- [REQUEST] From the forum post titled "Feeling stuck" below, list each problem that the writer names as being in the marriage.

- [SELECTED EXTRACT]
** Start **

# Feeling stuck



## Blue24 (Apr 26, 2010)

I'll try to explain my situation as best as I can. Ive been married about 3 years and been in a exclusive relationship with my husband over 9 years. Some of the problems in our marriage include dishonesty, controlling behavior, and emotional abuse. My present situation is leaving me feeling helpless and stuck in a rut. Everytime my husband and I get into a fight he tells me to "go home" and/or "we're through" ( I live with him wheres hes stationed in the military), so home is another state. 

He's taken my bank cards and cash, the car we have is in his name and hes gone most of the day and night in it. I have no job at present from lack of transportation and I'm stuck in a state where I have no family or friends. He threatens to move into the Barracks and leave me alone in the apt. with all the bills. I know this is a scare tactic because it always ends up going back to "normal" and I get my things back. 

Yes, we have good times and he has helped me with many things in my life and can be very thoughtful and supportive. If it was all negative I never would have married him, of course. But, Ive stated in the past to him that this is a deal breaker for me. He obviously hasnt respected that...

** End **

(Extracted records)

** Start **

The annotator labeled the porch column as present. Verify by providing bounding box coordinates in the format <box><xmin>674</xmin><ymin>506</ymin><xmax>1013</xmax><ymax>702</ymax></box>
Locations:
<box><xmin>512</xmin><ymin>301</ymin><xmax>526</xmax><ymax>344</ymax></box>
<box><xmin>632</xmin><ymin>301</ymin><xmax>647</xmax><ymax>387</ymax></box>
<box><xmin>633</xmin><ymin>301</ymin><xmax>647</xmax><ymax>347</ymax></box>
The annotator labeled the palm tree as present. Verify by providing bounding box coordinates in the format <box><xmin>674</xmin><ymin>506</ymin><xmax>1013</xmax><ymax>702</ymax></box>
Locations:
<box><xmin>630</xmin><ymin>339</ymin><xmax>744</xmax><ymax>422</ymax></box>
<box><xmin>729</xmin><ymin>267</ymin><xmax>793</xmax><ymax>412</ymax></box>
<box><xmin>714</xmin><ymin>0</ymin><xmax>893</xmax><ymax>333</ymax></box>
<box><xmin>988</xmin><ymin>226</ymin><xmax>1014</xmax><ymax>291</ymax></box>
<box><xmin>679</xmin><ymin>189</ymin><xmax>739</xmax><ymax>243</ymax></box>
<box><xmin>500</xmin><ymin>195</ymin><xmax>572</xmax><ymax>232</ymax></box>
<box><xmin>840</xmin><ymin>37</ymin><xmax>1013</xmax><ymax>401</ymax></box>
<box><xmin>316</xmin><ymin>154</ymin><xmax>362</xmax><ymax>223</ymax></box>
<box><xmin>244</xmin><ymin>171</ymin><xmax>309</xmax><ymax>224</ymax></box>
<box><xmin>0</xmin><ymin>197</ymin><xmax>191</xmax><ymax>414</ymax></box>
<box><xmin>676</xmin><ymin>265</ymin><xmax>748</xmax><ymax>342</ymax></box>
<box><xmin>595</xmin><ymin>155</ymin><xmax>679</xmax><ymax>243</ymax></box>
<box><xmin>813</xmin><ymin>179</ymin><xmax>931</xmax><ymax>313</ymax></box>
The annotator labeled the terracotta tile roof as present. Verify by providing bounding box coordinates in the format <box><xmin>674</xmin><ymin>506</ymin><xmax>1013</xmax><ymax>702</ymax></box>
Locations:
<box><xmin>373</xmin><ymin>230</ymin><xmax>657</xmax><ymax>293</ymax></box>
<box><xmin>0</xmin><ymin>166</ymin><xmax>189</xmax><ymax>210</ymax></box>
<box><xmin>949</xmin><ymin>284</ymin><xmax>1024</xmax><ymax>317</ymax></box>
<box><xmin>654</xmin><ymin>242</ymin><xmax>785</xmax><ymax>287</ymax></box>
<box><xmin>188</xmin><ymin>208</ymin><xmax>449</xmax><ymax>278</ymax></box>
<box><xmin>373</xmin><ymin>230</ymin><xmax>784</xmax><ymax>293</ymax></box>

** End **

- [FINISHED ANSWER] Dishonesty, controlling behavior, emotional abuse